Provided records –
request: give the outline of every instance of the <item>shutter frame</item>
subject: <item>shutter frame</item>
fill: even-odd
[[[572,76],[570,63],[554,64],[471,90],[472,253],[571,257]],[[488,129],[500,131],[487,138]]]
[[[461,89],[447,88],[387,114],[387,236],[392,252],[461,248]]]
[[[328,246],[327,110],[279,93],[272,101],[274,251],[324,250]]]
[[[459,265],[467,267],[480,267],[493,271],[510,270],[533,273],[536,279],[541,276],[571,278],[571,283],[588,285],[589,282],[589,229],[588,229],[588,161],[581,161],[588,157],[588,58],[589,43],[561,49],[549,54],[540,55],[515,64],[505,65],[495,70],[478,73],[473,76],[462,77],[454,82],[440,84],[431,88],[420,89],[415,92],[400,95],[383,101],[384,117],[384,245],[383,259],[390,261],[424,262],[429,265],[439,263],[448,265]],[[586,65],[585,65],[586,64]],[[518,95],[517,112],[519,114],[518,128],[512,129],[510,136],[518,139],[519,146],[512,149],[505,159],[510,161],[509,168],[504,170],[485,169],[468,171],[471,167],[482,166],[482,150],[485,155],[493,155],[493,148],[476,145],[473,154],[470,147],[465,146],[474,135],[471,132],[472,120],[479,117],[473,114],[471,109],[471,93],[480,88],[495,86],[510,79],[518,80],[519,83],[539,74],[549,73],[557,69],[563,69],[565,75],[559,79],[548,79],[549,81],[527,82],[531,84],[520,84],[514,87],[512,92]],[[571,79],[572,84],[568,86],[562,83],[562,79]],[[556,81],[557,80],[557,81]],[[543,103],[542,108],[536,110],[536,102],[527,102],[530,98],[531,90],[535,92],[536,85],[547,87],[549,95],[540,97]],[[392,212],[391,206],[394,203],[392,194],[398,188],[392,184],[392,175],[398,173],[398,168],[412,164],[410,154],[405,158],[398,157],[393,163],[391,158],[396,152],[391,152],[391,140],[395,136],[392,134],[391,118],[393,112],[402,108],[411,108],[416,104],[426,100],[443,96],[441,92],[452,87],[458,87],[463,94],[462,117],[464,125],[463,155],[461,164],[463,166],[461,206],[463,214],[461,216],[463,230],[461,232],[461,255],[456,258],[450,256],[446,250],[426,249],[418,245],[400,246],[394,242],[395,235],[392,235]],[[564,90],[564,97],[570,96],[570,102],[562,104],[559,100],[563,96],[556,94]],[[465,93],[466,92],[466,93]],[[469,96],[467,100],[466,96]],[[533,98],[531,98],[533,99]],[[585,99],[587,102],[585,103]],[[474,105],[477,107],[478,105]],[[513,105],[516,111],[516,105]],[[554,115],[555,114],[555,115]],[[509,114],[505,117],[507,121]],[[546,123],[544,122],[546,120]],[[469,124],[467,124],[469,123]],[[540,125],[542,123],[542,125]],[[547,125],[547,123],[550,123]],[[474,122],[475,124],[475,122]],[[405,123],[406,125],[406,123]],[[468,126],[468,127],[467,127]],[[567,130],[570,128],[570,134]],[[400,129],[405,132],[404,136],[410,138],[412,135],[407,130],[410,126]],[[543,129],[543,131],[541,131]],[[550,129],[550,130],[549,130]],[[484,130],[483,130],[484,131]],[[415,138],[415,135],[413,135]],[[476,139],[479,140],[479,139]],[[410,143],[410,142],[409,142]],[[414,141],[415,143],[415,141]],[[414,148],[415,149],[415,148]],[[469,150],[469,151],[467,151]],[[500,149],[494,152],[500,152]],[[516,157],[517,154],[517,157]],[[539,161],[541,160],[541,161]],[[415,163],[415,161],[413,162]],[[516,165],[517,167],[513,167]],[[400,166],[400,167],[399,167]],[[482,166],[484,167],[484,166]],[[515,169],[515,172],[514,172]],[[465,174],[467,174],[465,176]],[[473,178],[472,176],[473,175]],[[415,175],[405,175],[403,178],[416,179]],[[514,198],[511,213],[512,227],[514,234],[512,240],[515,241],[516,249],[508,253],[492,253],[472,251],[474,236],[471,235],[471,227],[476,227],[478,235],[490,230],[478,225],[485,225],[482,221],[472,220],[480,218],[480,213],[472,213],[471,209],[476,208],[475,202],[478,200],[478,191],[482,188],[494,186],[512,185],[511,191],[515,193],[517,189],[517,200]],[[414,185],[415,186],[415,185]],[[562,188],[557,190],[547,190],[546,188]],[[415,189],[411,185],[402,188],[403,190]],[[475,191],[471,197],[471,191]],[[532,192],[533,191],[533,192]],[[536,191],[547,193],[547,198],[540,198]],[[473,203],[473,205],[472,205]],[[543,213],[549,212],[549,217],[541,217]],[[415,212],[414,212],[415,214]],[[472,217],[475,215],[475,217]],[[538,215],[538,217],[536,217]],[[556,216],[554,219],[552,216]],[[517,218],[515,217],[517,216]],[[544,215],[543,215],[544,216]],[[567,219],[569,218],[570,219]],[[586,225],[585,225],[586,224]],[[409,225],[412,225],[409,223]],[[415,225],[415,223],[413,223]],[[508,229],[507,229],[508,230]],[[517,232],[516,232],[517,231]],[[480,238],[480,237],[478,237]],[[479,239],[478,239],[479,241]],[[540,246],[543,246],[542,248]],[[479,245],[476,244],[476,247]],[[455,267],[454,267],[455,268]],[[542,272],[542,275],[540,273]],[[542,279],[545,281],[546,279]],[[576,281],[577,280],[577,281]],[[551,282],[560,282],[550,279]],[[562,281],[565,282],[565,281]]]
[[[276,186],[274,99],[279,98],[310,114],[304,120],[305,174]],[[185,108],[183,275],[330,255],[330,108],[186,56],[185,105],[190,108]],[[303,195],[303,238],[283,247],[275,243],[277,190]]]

What you have to do –
Among the entries, find every line holding "item" and return it.

Solution to the exercise –
request: give the outline of every instance of the <item>shutter frame</item>
subject: <item>shutter frame</item>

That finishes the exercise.